# [Document section]
----
Highlanders in the News: Week of Nov. 28
Every week, our Highlanders are using their education to do extraordinary things. Here, we’ll highlight some notable mentions from local, regional, national and international news media. Whether our students, alumni, faculty and staff are featured as subject matter experts in high-profile stories or simply helping make the world a better place, we’ll feature their stories.
Generations of care
Maxine Morales ’06 was a sophomore when she decided to change her major to nursing.
In making that switch, it could be said she joined a family business, following both her mother, Mirna Medina-Gonzalez, and her grandmother into a career of helping others.
It was a choice that stuck – for more than a decade and a half, Morales and Medina-Gonzalez have worked as nursing colleagues at Sentara Norfolk General Hospital.
A Nov. 28 story by Norfolk’s 13 News Now looks at their friendship and the working relationship between mother and daughter, as well as how they stay connected in their stressful occupation.
----
# [Problems to work on]
• A. Translate this sentence from the news roundup into Spanish: "Maxine Morales ’06 was a sophomore when she decided to change her major to nursing."
• B. Return the stretch of the news roundup from "Highlanders in the" through "Norfolk General Hospital.", copied word for word.
• C. Resume the Highlanders news roundup after its last sentence.
The data after this point has no connection to the news roundup.
----
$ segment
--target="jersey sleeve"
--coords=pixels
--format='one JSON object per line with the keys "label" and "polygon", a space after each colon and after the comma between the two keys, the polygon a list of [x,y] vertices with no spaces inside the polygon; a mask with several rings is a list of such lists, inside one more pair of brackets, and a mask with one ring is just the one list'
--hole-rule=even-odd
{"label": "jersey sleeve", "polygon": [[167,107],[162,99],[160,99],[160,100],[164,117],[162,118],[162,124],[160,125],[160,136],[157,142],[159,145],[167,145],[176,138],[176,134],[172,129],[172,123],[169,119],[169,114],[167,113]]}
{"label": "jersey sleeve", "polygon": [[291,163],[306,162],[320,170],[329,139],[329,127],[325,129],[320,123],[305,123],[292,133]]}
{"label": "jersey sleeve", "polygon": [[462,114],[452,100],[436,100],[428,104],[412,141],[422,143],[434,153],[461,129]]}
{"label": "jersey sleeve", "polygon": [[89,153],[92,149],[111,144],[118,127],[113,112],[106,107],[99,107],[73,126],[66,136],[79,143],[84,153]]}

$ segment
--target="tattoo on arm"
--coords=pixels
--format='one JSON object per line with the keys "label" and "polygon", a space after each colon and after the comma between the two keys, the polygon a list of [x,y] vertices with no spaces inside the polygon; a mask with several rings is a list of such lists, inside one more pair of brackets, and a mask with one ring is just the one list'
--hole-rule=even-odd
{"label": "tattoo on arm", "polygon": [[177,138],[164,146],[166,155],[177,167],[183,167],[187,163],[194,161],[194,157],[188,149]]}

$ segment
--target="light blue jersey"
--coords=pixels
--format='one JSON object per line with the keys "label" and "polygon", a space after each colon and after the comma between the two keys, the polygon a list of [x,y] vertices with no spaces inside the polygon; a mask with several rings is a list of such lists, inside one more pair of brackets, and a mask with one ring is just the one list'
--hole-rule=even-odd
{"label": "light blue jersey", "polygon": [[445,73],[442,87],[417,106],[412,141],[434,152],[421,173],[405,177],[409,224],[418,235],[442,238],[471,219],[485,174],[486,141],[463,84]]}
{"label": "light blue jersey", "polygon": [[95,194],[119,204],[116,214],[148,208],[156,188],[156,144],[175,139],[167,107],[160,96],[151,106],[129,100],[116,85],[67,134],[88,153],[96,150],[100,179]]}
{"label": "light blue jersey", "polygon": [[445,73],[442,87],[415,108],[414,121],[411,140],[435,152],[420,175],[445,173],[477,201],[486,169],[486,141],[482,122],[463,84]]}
----
# [Results]
• A. Maxine Morales ’06 estaba en segundo año cuando decidió cambiar su especialidad a enfermería.

• B.
Highlanders in the News: Week of Nov. 28
Every week, our Highlanders are using their education to do extraordinary things. Here, we’ll highlight some notable mentions from local, regional, national and international news media. Whether our students, alumni, faculty and staff are featured as subject matter experts in high-profile stories or simply helping make the world a better place, we’ll feature their stories.
Generations of care
Maxine Morales ’06 was a sophomore when she decided to change her major to nursing.
In making that switch, it could be said she joined a family business, following both her mother, Mirna Medina-Gonzalez, and her grandmother into a career of helping others.
It was a choice that stuck – for more than a decade and a half, Morales and Medina-Gonzalez have worked as nursing colleagues at Sentara Norfolk General Hospital.

• C.
Both women say that, for them, beyond the clinical aspect, their work also involves understanding and addressing “the emotions of those who find themselves or a loved one in a heartbreaking circumstance,” the piece explains.
That empathy and action are not just mere components of the job but are, Morales maintains, “the heart of it.”
The rewards of a “lifetime”
A former Highlander coach and 2017 inductee into Radford University’s Athletics Hall of Fame has received a statewide accolade for his subsequent work in Alabama’s tourism industry.
Don Staley ’89, who helped build Radford’s men’s and women’s soccer teams and capped off his 23-year post with 182 combined wins, last month was given the Lifetime Achievement award at the Alabama Restaurant and Hospitality Association’s 2022 Stars of the Industry Awards event.
Sports Travel Magazine wrote on Nov. 23 that, in 2007, Staley helped form the Tuscaloosa Sports Foundation and, from 2010 to 2014, served as its executive director of sports.
He then became executive director of the Sports Tourism Complex in Foley, Alabama, where he oversaw promotions of the $32 million facility. That same year, he was recognized by the Alabama House of Representatives for his work.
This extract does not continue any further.